> [Goal of the exercise]: Reproduce the data below word for word, from the line containing "green leaf with a point." through to the end of the data. Omit the pictures.

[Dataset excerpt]
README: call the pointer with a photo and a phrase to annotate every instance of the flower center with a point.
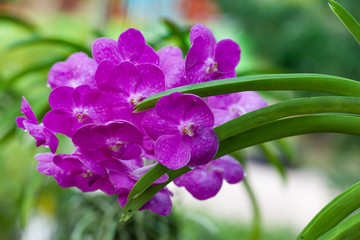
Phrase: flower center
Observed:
(82, 117)
(87, 174)
(134, 100)
(188, 129)
(212, 68)
(236, 109)
(116, 147)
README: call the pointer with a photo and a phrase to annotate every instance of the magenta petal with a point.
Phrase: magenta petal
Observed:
(203, 146)
(107, 187)
(222, 116)
(227, 55)
(88, 139)
(106, 49)
(200, 30)
(61, 121)
(138, 173)
(68, 163)
(201, 183)
(152, 80)
(156, 126)
(173, 66)
(94, 103)
(131, 44)
(199, 113)
(131, 151)
(20, 122)
(233, 171)
(172, 151)
(102, 74)
(174, 106)
(77, 70)
(169, 51)
(195, 61)
(45, 163)
(148, 56)
(123, 78)
(160, 203)
(115, 165)
(61, 98)
(121, 182)
(27, 111)
(122, 199)
(52, 140)
(124, 131)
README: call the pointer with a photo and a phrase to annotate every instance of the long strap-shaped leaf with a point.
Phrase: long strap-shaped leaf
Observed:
(274, 130)
(290, 127)
(332, 214)
(350, 23)
(306, 82)
(264, 115)
(347, 229)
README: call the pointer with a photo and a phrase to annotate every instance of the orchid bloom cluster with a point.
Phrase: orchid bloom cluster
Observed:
(92, 102)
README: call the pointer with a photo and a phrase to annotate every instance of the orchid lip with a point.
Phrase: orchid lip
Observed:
(87, 174)
(82, 117)
(188, 129)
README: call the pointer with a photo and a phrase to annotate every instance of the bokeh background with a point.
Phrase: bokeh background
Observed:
(291, 179)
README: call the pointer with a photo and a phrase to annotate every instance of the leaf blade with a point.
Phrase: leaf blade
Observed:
(332, 214)
(304, 81)
(347, 19)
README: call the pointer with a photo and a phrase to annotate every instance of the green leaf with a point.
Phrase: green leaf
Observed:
(332, 214)
(29, 197)
(134, 204)
(294, 107)
(149, 177)
(286, 149)
(347, 229)
(52, 41)
(350, 23)
(305, 82)
(273, 160)
(334, 123)
(18, 21)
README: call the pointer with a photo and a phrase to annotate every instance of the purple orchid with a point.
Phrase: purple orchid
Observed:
(73, 108)
(77, 70)
(181, 125)
(81, 172)
(229, 106)
(208, 60)
(75, 171)
(130, 46)
(127, 85)
(205, 181)
(41, 134)
(113, 140)
(172, 64)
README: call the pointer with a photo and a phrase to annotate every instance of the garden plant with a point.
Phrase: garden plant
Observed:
(139, 119)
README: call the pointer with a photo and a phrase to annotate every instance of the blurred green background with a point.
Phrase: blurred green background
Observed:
(276, 36)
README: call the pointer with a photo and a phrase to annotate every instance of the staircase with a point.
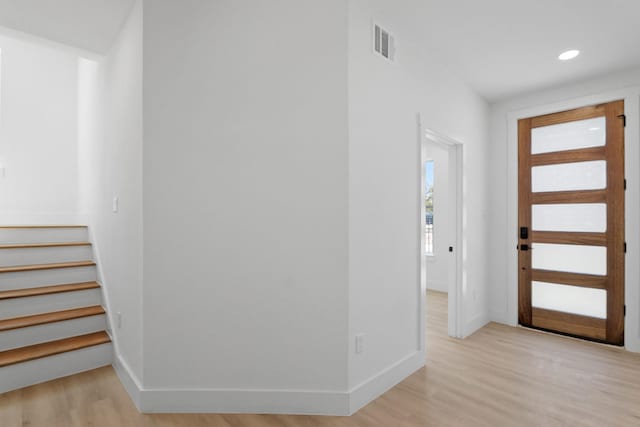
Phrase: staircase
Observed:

> [Task response]:
README: call the pointer with a photo and a phrase to annotate every instance of the green leaf with a point.
Phrase: green leaf
Observed:
(332, 214)
(29, 197)
(134, 204)
(294, 107)
(149, 177)
(286, 149)
(347, 229)
(52, 41)
(350, 23)
(305, 82)
(273, 160)
(334, 123)
(18, 21)
README: call the pointer with a photo and a phrase to annotate every instance of the purple orchid with a point.
Phrase: purple orchid
Observed:
(73, 108)
(77, 70)
(181, 125)
(81, 172)
(229, 106)
(208, 60)
(75, 171)
(130, 46)
(127, 85)
(205, 181)
(41, 134)
(113, 140)
(172, 64)
README: call the pointer with a photo and a phrase to annotate every instance of the garden plant with a point.
Phrase: garden plant
Observed:
(139, 119)
README: call the pointer with a photo and a phrase to annotate every instance of the blurred green background with a point.
Phrase: blurred green background
Observed:
(276, 36)
README: call the pointer with a photo and a phrase to annotate every instance of the staircase with a point.
Phrase: staircase
Observed:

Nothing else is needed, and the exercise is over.